Exercise:
Rewrite the listing lines from the line with "Locate every shirt collar" to the line with "215 352 322 505", changing "shirt collar" to "jacket collar" and leaving everything else as it is.

Supplied material:
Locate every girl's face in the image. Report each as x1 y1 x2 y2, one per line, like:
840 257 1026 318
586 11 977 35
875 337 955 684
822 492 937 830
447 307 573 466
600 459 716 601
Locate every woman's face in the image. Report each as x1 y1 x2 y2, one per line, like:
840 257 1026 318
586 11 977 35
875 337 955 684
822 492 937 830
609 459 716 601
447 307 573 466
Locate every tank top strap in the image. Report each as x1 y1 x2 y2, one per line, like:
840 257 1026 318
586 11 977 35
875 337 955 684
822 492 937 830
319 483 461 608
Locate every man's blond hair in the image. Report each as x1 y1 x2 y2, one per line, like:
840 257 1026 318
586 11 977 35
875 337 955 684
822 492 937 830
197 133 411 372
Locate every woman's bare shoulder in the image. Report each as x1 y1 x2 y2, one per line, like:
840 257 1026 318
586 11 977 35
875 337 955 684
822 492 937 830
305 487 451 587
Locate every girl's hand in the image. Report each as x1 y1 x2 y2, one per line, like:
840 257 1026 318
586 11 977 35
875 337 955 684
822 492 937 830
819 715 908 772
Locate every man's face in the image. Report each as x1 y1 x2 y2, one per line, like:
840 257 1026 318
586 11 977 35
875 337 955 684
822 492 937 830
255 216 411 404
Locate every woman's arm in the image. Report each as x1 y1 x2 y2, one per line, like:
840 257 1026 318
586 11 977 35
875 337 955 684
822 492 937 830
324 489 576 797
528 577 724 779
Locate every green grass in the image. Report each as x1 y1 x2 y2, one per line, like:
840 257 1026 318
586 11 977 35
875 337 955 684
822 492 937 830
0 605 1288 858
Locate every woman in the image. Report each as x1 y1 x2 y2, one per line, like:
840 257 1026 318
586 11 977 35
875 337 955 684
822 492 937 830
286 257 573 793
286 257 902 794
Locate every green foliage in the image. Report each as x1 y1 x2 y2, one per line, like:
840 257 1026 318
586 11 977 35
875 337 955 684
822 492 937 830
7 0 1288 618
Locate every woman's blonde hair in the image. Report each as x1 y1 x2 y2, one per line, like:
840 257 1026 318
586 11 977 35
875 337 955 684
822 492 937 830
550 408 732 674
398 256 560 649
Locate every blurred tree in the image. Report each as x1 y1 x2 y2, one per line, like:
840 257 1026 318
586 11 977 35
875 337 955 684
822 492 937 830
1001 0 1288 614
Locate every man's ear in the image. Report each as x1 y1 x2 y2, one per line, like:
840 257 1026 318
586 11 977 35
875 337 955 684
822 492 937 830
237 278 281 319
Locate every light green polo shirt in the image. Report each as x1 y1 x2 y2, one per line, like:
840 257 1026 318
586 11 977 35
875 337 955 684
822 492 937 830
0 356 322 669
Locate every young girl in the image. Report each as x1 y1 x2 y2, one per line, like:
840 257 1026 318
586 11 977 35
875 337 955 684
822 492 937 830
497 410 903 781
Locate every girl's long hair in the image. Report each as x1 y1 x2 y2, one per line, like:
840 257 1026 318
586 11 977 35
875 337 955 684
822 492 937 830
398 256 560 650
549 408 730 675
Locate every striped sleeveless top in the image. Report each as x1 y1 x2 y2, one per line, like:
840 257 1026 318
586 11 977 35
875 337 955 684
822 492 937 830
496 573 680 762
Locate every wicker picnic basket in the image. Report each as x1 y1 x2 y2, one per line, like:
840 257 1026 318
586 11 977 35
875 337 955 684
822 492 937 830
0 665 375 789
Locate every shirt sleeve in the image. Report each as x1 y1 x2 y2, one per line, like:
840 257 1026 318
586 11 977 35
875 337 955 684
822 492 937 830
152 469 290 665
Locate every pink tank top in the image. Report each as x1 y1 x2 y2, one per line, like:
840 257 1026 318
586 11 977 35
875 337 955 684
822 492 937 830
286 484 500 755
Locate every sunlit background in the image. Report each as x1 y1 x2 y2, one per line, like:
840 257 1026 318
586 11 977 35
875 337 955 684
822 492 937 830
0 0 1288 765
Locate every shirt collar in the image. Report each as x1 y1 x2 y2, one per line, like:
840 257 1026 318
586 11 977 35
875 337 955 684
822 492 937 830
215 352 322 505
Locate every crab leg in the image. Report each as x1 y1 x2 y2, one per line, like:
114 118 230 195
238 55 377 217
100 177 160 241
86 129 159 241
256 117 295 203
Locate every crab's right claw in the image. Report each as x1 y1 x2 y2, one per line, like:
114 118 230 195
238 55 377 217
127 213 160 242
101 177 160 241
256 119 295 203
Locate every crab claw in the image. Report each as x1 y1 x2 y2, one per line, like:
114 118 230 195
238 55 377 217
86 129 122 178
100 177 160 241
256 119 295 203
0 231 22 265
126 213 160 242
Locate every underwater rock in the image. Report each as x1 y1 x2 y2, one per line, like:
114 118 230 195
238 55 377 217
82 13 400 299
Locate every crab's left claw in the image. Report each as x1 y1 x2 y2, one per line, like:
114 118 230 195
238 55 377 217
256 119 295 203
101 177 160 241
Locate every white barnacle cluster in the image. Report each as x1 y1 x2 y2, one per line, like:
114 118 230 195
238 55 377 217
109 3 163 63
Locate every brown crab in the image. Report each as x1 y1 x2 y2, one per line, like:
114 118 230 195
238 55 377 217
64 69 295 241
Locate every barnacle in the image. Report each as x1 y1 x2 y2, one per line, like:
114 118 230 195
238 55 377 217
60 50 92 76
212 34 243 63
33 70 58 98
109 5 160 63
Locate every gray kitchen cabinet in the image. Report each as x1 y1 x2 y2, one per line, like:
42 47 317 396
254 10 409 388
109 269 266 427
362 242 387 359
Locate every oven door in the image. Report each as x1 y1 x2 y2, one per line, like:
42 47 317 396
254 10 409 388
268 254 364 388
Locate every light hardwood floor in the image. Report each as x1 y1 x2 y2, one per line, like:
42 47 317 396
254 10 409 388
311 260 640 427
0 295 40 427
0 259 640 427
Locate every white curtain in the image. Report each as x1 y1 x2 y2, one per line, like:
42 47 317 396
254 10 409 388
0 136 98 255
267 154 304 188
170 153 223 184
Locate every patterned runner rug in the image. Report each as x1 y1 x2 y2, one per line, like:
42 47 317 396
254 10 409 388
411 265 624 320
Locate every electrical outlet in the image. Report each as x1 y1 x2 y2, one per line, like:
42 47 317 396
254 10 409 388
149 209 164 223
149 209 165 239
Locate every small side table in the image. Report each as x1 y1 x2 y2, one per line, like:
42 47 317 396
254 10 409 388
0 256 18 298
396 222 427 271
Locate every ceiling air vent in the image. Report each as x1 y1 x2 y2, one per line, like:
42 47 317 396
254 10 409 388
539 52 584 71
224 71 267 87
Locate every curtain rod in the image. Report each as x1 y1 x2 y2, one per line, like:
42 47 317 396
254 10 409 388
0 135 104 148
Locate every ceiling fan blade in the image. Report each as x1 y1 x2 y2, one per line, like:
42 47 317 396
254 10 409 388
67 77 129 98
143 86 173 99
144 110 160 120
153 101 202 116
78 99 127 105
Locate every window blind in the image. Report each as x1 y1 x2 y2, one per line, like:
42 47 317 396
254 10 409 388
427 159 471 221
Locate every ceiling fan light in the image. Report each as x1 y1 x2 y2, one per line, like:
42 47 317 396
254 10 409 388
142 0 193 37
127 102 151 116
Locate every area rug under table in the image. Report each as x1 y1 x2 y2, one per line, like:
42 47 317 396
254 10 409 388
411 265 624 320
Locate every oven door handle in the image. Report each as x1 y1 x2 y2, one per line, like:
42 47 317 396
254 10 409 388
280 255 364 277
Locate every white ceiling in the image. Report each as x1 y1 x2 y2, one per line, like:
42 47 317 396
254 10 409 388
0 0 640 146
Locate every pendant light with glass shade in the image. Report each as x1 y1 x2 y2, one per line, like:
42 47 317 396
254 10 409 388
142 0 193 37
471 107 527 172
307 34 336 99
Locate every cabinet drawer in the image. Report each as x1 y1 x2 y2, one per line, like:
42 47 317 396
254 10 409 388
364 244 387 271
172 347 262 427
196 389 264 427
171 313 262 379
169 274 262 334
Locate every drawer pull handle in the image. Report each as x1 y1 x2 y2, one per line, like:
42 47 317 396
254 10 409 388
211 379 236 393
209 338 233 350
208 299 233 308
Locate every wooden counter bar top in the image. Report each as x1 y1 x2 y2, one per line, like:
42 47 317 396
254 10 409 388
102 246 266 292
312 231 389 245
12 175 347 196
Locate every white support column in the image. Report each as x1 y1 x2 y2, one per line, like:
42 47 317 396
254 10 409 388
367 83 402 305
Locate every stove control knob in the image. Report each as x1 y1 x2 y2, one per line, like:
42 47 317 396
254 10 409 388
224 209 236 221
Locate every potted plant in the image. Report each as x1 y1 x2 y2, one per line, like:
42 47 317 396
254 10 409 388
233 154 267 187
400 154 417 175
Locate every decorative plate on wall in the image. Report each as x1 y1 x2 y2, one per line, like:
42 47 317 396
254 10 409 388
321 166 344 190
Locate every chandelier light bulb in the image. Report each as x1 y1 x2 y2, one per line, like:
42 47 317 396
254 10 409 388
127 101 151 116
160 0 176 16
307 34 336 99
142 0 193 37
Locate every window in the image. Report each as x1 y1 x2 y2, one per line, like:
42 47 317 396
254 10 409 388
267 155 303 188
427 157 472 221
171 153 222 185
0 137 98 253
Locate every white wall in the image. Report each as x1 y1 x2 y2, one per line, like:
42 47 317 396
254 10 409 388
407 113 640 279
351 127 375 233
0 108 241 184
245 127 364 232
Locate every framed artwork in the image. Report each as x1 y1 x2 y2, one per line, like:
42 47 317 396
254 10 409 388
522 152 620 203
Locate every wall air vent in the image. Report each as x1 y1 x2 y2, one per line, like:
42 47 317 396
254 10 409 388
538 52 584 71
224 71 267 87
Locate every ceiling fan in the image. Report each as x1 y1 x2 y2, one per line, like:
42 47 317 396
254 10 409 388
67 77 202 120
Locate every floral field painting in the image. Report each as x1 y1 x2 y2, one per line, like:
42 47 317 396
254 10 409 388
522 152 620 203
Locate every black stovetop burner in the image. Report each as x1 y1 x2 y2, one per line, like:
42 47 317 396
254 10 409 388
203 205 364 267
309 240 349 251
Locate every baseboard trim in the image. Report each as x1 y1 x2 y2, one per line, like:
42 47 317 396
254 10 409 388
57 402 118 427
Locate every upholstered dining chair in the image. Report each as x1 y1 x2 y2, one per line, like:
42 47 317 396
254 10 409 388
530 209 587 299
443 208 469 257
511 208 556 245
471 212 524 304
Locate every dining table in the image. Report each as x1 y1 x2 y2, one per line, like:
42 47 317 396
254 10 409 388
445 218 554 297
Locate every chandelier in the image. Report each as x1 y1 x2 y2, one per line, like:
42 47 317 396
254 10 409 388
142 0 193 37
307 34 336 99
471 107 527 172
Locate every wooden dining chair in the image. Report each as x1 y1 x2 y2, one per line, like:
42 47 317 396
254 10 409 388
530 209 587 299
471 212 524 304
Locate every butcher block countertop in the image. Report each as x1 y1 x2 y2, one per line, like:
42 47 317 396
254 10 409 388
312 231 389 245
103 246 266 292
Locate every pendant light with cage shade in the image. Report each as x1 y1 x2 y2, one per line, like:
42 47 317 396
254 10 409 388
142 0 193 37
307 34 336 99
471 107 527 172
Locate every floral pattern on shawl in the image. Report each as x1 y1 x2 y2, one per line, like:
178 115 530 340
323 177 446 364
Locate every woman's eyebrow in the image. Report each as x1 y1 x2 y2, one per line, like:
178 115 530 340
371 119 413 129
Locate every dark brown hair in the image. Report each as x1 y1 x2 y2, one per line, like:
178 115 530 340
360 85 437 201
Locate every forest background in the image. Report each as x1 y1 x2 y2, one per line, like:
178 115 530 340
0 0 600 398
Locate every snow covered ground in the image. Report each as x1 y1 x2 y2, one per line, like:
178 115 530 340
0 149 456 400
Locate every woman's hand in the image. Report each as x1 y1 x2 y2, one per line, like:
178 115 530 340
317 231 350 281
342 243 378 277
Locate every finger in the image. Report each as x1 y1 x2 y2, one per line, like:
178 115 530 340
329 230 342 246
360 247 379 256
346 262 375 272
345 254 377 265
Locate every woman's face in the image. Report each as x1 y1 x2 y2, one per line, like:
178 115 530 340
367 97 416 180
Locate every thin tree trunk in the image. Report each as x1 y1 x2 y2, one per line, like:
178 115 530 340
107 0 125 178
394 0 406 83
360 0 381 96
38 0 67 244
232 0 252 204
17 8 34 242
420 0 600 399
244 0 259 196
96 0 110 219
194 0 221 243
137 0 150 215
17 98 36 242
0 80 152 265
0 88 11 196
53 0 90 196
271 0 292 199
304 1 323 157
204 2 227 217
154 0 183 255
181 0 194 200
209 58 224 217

The solution:
Locate every jacket collar in the image. Report each as x1 y1 x2 y2, one per line, like:
840 257 1026 318
586 11 977 35
875 337 955 684
822 492 937 830
215 352 322 505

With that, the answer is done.